_WORK TO BE COMPLETED_.
Output the following lines word for word, keeping every line as it is.

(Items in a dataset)
★ ★ ★ ★ ★ ★ ★

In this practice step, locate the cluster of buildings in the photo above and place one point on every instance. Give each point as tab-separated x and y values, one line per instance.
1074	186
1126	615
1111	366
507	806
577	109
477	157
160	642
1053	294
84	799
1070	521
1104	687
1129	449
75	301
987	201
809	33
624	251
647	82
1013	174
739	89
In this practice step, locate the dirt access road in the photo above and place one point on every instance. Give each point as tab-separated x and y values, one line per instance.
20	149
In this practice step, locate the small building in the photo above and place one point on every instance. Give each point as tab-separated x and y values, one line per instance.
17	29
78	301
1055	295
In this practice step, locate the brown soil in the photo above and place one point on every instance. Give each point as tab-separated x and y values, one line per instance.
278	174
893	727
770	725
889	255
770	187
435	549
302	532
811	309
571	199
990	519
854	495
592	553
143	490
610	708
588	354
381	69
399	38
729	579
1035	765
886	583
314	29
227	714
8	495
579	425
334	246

★ ★ ★ ★ ★ ★ ★

_THE RESPONSE_.
In this practice step, locate the cluster of buildings in the photo above and place one point on every instance. Give each point as tab-separated x and y values, one line per instance.
1074	186
1126	615
1111	366
507	806
577	109
477	157
160	642
1053	294
84	799
1070	521
1104	687
1129	449
75	301
987	201
809	33
624	251
647	82
1013	174
739	89
In this practice step, locate the dirt access road in the photo above and place one point on every instance. Give each point as tab-separated x and y values, one line per instance.
20	149
In this practice step, locate the small building in the photo above and place one point on every instance. Give each point as tab-separated x and y values, one line per instance.
17	29
78	301
1055	295
In this practice step, locate the brown soil in the photo above and place one point on every instance. Give each point as tab-separated x and y values, one line per instance.
278	174
893	727
770	725
889	255
770	187
435	549
302	532
811	309
571	199
990	519
854	495
592	553
143	490
610	708
588	354
381	69
399	38
729	579
1035	765
886	583
314	29
227	714
8	495
579	425
334	246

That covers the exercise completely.